[begin ENTRIES PROVIDED]

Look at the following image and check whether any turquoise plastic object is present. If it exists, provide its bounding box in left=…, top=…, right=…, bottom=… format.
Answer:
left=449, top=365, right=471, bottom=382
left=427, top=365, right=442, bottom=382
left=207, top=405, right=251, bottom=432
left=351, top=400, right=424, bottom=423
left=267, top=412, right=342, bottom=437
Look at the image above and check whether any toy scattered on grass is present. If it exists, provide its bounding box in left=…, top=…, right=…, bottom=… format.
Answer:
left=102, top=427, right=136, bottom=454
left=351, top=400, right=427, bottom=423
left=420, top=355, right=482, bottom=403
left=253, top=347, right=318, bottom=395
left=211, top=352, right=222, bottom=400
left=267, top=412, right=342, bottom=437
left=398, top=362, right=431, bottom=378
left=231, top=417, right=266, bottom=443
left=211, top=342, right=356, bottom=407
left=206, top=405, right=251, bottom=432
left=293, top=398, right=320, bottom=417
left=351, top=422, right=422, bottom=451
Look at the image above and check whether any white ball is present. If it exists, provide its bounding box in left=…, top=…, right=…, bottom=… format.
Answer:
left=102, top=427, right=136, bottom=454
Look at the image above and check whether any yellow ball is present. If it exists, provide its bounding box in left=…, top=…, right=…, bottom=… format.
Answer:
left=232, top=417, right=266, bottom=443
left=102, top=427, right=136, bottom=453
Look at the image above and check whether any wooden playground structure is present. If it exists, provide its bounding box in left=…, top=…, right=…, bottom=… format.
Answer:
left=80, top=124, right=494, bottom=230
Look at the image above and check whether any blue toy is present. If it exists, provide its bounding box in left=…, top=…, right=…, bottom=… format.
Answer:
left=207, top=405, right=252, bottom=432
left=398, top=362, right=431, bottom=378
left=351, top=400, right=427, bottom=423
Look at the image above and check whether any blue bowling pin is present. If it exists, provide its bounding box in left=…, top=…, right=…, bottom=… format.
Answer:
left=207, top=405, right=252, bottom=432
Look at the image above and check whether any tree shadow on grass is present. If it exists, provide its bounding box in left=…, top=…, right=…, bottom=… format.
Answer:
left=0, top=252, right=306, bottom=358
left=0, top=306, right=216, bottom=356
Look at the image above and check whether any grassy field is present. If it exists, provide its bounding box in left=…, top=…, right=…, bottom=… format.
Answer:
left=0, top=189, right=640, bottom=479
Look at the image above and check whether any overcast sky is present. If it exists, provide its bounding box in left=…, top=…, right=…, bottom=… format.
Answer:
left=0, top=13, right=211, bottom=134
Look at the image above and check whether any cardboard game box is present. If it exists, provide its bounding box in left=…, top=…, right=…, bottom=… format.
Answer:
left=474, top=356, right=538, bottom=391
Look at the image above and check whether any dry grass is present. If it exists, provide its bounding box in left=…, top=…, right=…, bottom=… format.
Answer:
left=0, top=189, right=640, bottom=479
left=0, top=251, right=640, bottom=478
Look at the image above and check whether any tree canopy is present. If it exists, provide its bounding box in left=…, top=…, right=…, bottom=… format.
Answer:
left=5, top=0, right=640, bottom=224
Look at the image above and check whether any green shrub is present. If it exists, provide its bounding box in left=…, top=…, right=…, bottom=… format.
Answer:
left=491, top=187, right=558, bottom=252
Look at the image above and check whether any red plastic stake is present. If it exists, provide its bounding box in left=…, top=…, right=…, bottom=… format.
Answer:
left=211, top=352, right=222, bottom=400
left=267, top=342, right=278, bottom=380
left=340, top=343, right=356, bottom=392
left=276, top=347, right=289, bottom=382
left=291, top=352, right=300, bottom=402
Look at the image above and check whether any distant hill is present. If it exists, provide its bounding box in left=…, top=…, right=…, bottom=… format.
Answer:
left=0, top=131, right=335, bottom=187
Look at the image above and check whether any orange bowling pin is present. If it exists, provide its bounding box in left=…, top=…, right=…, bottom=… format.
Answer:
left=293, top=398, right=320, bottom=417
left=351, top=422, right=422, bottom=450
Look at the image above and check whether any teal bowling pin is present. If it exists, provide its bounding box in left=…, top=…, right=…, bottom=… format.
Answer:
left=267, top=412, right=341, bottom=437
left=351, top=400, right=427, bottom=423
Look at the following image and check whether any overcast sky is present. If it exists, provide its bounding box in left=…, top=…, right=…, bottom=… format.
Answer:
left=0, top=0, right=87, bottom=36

[end ENTRIES PROVIDED]

BRIEF:
Convert all of the records above into a Markdown table with two columns, Row and Line. Give each nonblank line its own row number and leave blank lines out.

FULL OUTPUT:
| Row | Line |
|---|---|
| 1 | Look at the following image and check whether any turquoise plastic object is present. If it exists, provide its bounding box in left=…, top=…, right=…, bottom=… format. |
| 2 | Answer: |
| 3 | left=449, top=365, right=471, bottom=382 |
| 4 | left=427, top=365, right=442, bottom=382 |
| 5 | left=207, top=405, right=251, bottom=432 |
| 6 | left=351, top=400, right=424, bottom=423 |
| 7 | left=267, top=412, right=342, bottom=437 |
| 8 | Look at the image above and check whether any toy scattered on grass is present. If it exists, provide its bounding box in left=…, top=…, right=…, bottom=… format. |
| 9 | Answer: |
| 10 | left=102, top=427, right=136, bottom=454 |
| 11 | left=351, top=400, right=427, bottom=423 |
| 12 | left=420, top=355, right=482, bottom=403 |
| 13 | left=253, top=347, right=318, bottom=395 |
| 14 | left=211, top=352, right=222, bottom=400 |
| 15 | left=267, top=412, right=342, bottom=437 |
| 16 | left=398, top=362, right=431, bottom=378 |
| 17 | left=231, top=417, right=266, bottom=443 |
| 18 | left=211, top=342, right=356, bottom=407 |
| 19 | left=206, top=405, right=251, bottom=432 |
| 20 | left=293, top=398, right=320, bottom=417 |
| 21 | left=351, top=422, right=422, bottom=451 |
| 22 | Look at the image above and check whether any white ball is present. If it exists, provide its bounding box in left=…, top=…, right=…, bottom=… format. |
| 23 | Answer: |
| 24 | left=102, top=427, right=136, bottom=454 |
| 25 | Look at the image above and check whether any yellow ball is present. If it exists, provide its bounding box in left=…, top=…, right=…, bottom=… format. |
| 26 | Answer: |
| 27 | left=232, top=417, right=266, bottom=443 |
| 28 | left=102, top=427, right=136, bottom=453 |
| 29 | Look at the image above and check whether any wooden playground structure is present. If it exists, provide its bounding box in left=…, top=…, right=…, bottom=… format. |
| 30 | Answer: |
| 31 | left=80, top=124, right=494, bottom=230 |
| 32 | Look at the image above and check whether any blue toy is present. If it exists, provide its bounding box in left=…, top=…, right=…, bottom=… format. |
| 33 | Answer: |
| 34 | left=207, top=405, right=252, bottom=432 |
| 35 | left=398, top=362, right=431, bottom=378 |
| 36 | left=351, top=400, right=427, bottom=423 |
| 37 | Look at the image above and check whether any blue bowling pin is present. If it exists, provide its bounding box in left=…, top=…, right=…, bottom=… format. |
| 38 | Answer: |
| 39 | left=207, top=405, right=252, bottom=432 |
| 40 | Look at the image above and check whether any tree shadow on grass is present. If it exists, provide its bounding box in left=…, top=…, right=…, bottom=… format. |
| 41 | Answer: |
| 42 | left=0, top=252, right=306, bottom=358 |
| 43 | left=0, top=306, right=216, bottom=356 |
| 44 | Look at the image above and check whether any grassy field is present. If it exists, provide its bounding box in left=…, top=…, right=…, bottom=… format. |
| 45 | Answer: |
| 46 | left=0, top=189, right=640, bottom=479 |
| 47 | Look at the image above and check whether any overcast sky is present. If it exists, provide its bounding box in left=…, top=…, right=…, bottom=… format. |
| 48 | Answer: |
| 49 | left=0, top=13, right=211, bottom=134 |
| 50 | Look at the image above and check whether any cardboard game box is present. If it exists, provide its bounding box in left=…, top=…, right=…, bottom=… format. |
| 51 | Answer: |
| 52 | left=474, top=356, right=538, bottom=391 |
| 53 | Look at the image above and check whether any dry grass is present. If it exists, provide its bounding box in left=…, top=…, right=…, bottom=… format. |
| 54 | Answer: |
| 55 | left=0, top=189, right=640, bottom=479 |
| 56 | left=0, top=251, right=640, bottom=478 |
| 57 | Look at the image above and check whether any tree canopy is present. If it exists, provide its bounding box in left=…, top=…, right=…, bottom=… format. |
| 58 | Answer: |
| 59 | left=5, top=0, right=640, bottom=224 |
| 60 | Look at the image above and check whether any green shrub is present. If it exists, provide its bounding box in left=…, top=…, right=…, bottom=… format. |
| 61 | Answer: |
| 62 | left=491, top=187, right=558, bottom=252 |
| 63 | Look at the image above and check whether any red plastic stake is present. If it exists, provide its bounding box in left=…, top=…, right=…, bottom=… format. |
| 64 | Answer: |
| 65 | left=211, top=352, right=222, bottom=400 |
| 66 | left=267, top=342, right=278, bottom=380 |
| 67 | left=340, top=343, right=356, bottom=392 |
| 68 | left=276, top=347, right=289, bottom=382 |
| 69 | left=291, top=352, right=300, bottom=402 |
| 70 | Look at the image above and check whether any distant hill is present. If it exists, provide its bounding box in left=…, top=…, right=…, bottom=… format. |
| 71 | Answer: |
| 72 | left=0, top=131, right=335, bottom=187 |
| 73 | Look at the image above and check whether any orange bowling pin is present. If it exists, provide its bounding box in left=…, top=…, right=…, bottom=… format. |
| 74 | Answer: |
| 75 | left=293, top=398, right=320, bottom=417 |
| 76 | left=351, top=422, right=422, bottom=450 |
| 77 | Look at the image above and check whether any teal bowling pin is present. If it exists, provide its bounding box in left=…, top=…, right=…, bottom=… format. |
| 78 | Answer: |
| 79 | left=267, top=412, right=341, bottom=437 |
| 80 | left=351, top=400, right=427, bottom=423 |
| 81 | Look at the following image and check whether any overcast sky is present. If it exists, provide its bounding box in left=…, top=…, right=…, bottom=… format. |
| 82 | Answer: |
| 83 | left=0, top=0, right=87, bottom=36 |